● **Reading text**:
┏━━

Detection of Centrosome Structure in Fertilized and Artificially Activated Sea Urchin Eggs Using Immunofluorescence Microscopy and Isolation of Centro

Sea urchin eggs have been used for over a century to study fertilization, cell division, cell differentiation, and embryo development. This system provides excellent and abundant material to investigate the basic mechanisms underlying germ cell functions and to explore tools that facilitate the studies of other less readily available germ cell systems. Immunofluorescence microscopy of microtubule organization performed in sea urchin eggs (1 ,2 ) led to numerous subsequent studies on the cytoskeleton in invertebrate (3 –8 ) and mammalian (9 –12 ) reproductive cell systems. The pioneering studies on centrosomes in sea urchin eggs were performed over 100 yr ago by Boveri (13 ) and have provided a wealth of information and insights that has led to a renaissance and an explosion in centrosome research during the past few years. By using iron hematoxylin as the primary staining technique in fertilized sea urchin eggs, Boveri showed elegantly that dominant centrosome material is contributed by sperm. He showed that sperm centrosomes reorganize after pronuclear fusion and separate to the mitotic poles to form the mitotic apparatus during cell division. Moreover, he showed that sea urchin eggs fertilized with more than one sperm contained supernumerary centrosomes, resulting in multipolar spindles that lead to unequal chromosome separation during cell division. These studies on sea urchin eggs gave thought to the fascinating idea that the formation of multiple centrosome organizations might be involved in the development and progression of malignant tumors (14 ).

┗━━

● **Task objective**: Summarize the text on sea urchin eggs above in two sentences.

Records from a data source
┏━━

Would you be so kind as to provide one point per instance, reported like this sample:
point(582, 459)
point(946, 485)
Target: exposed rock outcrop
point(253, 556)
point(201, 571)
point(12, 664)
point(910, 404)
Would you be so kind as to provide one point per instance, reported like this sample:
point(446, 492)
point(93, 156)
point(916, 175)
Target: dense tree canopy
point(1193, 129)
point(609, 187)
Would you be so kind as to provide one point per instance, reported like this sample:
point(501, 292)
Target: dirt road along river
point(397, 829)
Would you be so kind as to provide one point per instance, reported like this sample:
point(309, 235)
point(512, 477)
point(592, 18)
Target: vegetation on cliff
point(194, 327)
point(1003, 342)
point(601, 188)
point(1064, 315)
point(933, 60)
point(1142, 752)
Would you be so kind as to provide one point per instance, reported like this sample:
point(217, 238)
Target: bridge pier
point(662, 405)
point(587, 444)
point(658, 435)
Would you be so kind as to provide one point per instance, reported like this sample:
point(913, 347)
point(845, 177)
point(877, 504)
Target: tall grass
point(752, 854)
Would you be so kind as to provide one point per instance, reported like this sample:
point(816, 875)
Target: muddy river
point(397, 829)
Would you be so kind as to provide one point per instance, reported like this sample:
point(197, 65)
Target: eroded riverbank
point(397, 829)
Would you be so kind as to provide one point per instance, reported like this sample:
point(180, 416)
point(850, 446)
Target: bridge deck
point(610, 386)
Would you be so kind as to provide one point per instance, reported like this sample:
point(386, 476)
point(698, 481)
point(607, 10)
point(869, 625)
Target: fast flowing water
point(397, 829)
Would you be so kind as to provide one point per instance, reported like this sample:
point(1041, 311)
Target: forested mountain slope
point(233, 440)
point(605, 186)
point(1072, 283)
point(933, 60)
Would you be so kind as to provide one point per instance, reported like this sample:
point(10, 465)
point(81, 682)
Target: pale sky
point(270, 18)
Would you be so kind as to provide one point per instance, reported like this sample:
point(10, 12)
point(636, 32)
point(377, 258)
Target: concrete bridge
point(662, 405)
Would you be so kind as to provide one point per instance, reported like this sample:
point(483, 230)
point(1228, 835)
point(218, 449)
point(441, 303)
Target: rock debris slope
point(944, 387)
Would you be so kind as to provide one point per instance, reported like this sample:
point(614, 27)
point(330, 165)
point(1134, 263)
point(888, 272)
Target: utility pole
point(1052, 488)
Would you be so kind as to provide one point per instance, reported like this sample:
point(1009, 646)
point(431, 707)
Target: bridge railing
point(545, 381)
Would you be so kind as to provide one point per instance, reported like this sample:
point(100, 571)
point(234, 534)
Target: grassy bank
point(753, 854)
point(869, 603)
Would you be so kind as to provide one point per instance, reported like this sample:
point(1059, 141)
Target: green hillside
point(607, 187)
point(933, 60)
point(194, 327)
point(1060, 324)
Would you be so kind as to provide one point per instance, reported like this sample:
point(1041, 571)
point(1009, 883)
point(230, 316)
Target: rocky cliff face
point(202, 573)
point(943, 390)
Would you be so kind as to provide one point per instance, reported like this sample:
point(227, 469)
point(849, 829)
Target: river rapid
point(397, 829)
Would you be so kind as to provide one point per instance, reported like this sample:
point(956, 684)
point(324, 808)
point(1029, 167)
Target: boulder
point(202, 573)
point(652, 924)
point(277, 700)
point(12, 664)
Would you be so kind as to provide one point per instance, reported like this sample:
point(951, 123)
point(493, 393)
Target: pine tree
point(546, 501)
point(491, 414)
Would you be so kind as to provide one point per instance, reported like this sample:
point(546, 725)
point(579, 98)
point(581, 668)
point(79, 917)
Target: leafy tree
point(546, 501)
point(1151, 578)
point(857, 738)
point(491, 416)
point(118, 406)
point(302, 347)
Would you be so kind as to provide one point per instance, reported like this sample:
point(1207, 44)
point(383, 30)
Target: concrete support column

┗━━

● **Your solution**: Sea urchin eggs have been studied for over a century as abundant material for research on fertilization, cell division and development, and immunofluorescence microscopy of their microtubules led to many later cytoskeleton studies in other reproductive cell systems. More than 100 years ago, Boveri used them to show that sperm contribute the dominant centrosome material, that these centrosomes separate to the mitotic poles to form the mitotic apparatus, and that eggs fertilized by more than one sperm carry extra centrosomes and multipolar spindles, findings that gave rise to the idea that multiple centrosomes might be involved in malignant tumors.